**Passage shown:**
%%

Today, in our series honoring women on the eighth of every month, we would like to bring to your attention Karen Keskulla Uhlenbeck. She is a role model for everyone, especially young girls and women who are interested in mathematics!
 
Karen Keskulla Uhlenbeck
First Woman to win the Abel Prize for Math
 
“We were told that we couldn’t do math because we were women,”
she wrote in a 1996 essay. “[But] I liked doing what I wasn’t
supposed to do. It was a sort of legitimate rebellion.”
 
 
Karen Keskulla Ulenbeck is the first woman to win the Abel Prize for Mathematics. She won this year, 2019, for her work in geometric partial differential equations, gauge theory and integrable systems. Her work fundamentally impacted analysis, geometry and mathematical physics.

%%

**Problem set:**
[1] According to the profile of Karen Uhlenbeck, what work earned her the 2019 Abel Prize? Answer in one to three sentences.
[2] In the profile of Karen Uhlenbeck, what year did she write the essay that is quoted?
[3] Pick up the profile of Karen Uhlenbeck after its last sentence and continue it.

**Dataset:**
%%

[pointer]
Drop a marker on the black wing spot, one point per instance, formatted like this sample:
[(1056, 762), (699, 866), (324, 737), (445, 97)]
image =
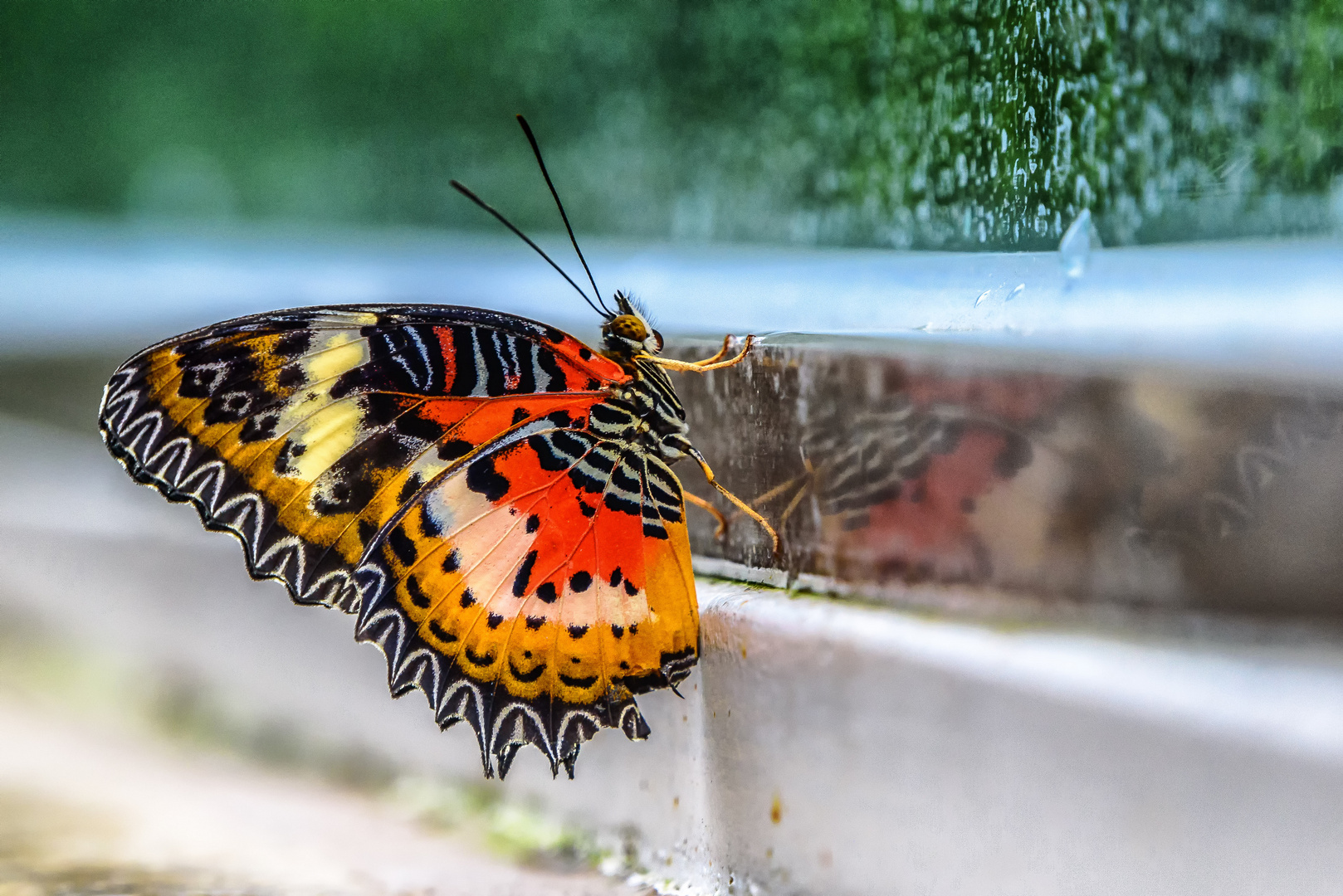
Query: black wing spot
[(454, 449), (482, 479), (524, 574), (621, 504), (402, 546), (417, 592), (413, 485), (441, 633), (365, 531), (260, 427)]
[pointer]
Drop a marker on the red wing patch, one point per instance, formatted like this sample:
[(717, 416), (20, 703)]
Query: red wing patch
[(319, 437), (536, 590)]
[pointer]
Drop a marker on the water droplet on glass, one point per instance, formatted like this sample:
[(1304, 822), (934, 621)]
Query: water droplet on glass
[(1076, 245)]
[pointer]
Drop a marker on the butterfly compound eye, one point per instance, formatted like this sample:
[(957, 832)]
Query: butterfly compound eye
[(629, 327)]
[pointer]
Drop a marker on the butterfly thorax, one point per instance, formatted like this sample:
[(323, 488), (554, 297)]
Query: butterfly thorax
[(647, 409)]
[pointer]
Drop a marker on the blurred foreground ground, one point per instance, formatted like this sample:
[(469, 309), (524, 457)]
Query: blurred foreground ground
[(87, 809)]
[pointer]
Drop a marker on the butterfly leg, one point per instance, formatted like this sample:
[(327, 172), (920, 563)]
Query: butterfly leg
[(739, 503), (706, 364), (717, 514)]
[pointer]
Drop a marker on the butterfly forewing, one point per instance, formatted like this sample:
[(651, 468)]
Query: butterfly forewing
[(439, 469)]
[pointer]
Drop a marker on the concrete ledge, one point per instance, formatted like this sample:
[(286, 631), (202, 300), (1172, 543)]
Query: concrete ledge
[(823, 747)]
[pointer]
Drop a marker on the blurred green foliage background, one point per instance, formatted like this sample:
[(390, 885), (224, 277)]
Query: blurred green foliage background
[(973, 124)]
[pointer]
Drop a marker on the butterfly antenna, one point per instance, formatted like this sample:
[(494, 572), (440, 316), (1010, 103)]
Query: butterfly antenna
[(536, 148), (504, 221)]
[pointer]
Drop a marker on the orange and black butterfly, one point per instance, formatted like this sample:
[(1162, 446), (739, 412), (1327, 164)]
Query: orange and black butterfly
[(491, 497)]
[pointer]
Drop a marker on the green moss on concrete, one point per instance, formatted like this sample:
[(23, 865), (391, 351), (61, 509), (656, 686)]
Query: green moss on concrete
[(897, 123)]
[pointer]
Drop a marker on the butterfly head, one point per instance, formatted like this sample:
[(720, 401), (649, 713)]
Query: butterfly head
[(629, 334)]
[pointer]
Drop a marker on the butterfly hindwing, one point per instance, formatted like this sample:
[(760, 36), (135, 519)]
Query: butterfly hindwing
[(523, 563), (536, 590)]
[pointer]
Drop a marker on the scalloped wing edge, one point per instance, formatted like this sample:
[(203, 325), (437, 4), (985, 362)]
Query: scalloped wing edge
[(136, 441)]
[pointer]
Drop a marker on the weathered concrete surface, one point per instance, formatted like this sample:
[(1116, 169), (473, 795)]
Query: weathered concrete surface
[(93, 805), (823, 747)]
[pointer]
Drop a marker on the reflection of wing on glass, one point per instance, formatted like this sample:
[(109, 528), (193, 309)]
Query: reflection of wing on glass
[(893, 485)]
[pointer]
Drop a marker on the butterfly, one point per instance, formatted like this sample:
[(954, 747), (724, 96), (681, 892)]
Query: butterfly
[(491, 497)]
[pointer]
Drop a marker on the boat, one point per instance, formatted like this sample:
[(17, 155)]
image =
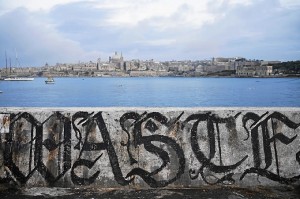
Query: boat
[(50, 80), (19, 79)]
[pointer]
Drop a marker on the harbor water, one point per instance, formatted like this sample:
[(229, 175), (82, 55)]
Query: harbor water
[(152, 92)]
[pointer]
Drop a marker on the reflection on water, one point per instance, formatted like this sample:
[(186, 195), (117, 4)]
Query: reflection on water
[(152, 92)]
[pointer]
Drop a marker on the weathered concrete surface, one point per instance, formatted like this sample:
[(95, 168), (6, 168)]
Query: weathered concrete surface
[(212, 192), (149, 147)]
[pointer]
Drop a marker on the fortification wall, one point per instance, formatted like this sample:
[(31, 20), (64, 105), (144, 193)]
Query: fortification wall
[(149, 147)]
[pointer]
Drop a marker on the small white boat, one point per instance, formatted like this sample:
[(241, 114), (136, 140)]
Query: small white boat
[(19, 79), (50, 80)]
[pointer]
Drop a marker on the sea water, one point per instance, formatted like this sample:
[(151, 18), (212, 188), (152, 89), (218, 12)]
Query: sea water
[(152, 92)]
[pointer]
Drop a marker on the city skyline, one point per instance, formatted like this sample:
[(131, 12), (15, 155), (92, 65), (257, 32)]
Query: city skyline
[(70, 31)]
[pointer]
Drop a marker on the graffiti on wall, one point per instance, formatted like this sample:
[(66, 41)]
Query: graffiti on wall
[(151, 146)]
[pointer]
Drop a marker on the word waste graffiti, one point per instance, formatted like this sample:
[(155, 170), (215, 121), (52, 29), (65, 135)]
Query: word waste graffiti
[(149, 147)]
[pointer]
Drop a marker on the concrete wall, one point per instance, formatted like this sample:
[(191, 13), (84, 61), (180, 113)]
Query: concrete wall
[(149, 147)]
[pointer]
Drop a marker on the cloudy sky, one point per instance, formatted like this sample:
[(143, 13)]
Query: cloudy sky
[(68, 31)]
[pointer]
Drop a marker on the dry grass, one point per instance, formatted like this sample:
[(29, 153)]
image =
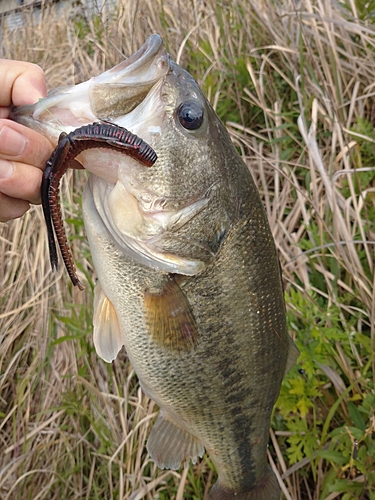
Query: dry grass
[(295, 83)]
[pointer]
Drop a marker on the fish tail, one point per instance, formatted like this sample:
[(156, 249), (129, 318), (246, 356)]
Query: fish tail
[(267, 489)]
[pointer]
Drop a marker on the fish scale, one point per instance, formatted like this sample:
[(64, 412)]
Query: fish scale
[(188, 276)]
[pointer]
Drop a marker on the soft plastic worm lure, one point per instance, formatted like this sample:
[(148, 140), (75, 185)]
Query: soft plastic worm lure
[(96, 135)]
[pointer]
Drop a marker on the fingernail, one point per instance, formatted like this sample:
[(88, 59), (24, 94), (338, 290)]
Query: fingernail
[(12, 143), (6, 169)]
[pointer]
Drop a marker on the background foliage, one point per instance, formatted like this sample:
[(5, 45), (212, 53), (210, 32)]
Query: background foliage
[(294, 82)]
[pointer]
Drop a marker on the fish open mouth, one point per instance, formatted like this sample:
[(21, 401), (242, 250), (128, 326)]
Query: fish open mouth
[(134, 206)]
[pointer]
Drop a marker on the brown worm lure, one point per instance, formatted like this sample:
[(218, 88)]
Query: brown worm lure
[(95, 135)]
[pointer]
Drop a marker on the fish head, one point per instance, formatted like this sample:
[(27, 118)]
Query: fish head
[(175, 215)]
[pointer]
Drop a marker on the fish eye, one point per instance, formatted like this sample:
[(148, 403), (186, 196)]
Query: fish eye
[(190, 115)]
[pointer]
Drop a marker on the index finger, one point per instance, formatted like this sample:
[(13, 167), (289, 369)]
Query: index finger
[(20, 83)]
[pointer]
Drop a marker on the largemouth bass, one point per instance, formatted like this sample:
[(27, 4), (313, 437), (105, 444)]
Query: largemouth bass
[(188, 275)]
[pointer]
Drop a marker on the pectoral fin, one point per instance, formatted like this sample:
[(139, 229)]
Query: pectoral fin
[(293, 354), (169, 317), (108, 338), (169, 445)]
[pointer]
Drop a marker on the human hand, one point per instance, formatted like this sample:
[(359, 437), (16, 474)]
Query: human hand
[(23, 152)]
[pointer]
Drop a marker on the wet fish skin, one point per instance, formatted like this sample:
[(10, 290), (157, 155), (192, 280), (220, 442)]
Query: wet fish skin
[(201, 311)]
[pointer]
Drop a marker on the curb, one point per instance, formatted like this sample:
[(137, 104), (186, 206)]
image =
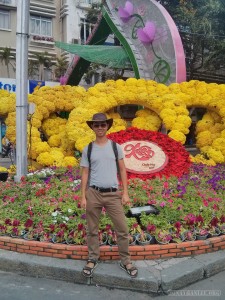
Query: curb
[(108, 274)]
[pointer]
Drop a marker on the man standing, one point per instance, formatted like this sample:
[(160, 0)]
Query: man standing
[(99, 188)]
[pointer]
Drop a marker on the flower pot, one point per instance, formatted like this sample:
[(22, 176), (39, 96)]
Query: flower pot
[(30, 237), (217, 232), (188, 237), (4, 176), (160, 242), (222, 229), (104, 239), (147, 240), (201, 237)]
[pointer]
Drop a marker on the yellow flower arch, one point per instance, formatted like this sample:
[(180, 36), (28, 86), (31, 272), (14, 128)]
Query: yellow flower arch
[(163, 104)]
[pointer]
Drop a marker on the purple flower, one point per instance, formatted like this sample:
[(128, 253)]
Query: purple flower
[(147, 34), (162, 204), (125, 13)]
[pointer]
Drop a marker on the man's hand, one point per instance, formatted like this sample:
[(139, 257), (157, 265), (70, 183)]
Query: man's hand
[(125, 199)]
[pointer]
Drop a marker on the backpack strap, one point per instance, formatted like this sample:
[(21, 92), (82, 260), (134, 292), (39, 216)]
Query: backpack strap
[(115, 150), (89, 154)]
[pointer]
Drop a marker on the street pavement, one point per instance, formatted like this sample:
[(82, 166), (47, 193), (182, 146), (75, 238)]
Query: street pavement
[(155, 276), (17, 287)]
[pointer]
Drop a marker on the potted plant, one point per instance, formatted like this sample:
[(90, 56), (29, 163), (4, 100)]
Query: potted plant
[(202, 233), (102, 237), (189, 235), (112, 238), (143, 238)]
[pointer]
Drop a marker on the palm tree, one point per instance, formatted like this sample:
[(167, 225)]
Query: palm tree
[(6, 56), (61, 66)]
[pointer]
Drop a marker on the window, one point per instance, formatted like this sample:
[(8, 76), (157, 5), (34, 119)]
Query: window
[(4, 19), (41, 26), (85, 30)]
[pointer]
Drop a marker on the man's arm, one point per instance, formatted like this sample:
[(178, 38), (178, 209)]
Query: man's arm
[(123, 175), (84, 181)]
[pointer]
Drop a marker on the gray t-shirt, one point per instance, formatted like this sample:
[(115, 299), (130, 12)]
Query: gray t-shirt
[(103, 165)]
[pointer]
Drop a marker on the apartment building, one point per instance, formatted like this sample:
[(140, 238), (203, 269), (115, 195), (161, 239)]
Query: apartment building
[(50, 21)]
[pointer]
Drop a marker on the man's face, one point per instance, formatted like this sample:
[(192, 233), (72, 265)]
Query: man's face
[(100, 128)]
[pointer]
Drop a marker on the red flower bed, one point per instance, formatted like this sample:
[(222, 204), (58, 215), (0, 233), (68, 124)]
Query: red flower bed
[(179, 160)]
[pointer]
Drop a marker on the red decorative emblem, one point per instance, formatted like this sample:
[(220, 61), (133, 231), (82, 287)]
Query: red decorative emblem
[(143, 157), (138, 151)]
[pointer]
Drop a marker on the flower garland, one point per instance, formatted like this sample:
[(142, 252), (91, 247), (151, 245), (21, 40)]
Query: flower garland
[(179, 160), (167, 105)]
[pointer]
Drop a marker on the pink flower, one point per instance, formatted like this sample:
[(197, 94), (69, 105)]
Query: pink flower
[(141, 10), (147, 34), (166, 185), (126, 12)]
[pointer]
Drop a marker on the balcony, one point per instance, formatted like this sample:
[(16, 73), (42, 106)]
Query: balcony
[(85, 3), (8, 3)]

%%

**Answer list:**
[1] She won the 2019 Abel Prize for her work in geometric partial differential equations, gauge theory and integrable systems. That work fundamentally impacted analysis, geometry and mathematical physics.

[2] 1996

[3]
Ulenbeck was born in Cleveland, Ohio, on August 24, 1942. She received her Bachelor of Arts degree in 1964 from the University of Michigan, her Masters degree at Brandeis University in 1966 and her PH.D. in 1968. 
 
She is currently a professor emeritus at the University of Texas at Austin, a visiting associate at the institute for Advanced Study and a visiting senior research scholar at Princeton University.
 
The Abel Prize is a Norwegian prize awarded annually by the King of Norway to one or more outstanding mathematicians. It is named after Norwegian mathematician Niels Henrik Abel (1802-1829) and directly modeled after the Nobel Prizes.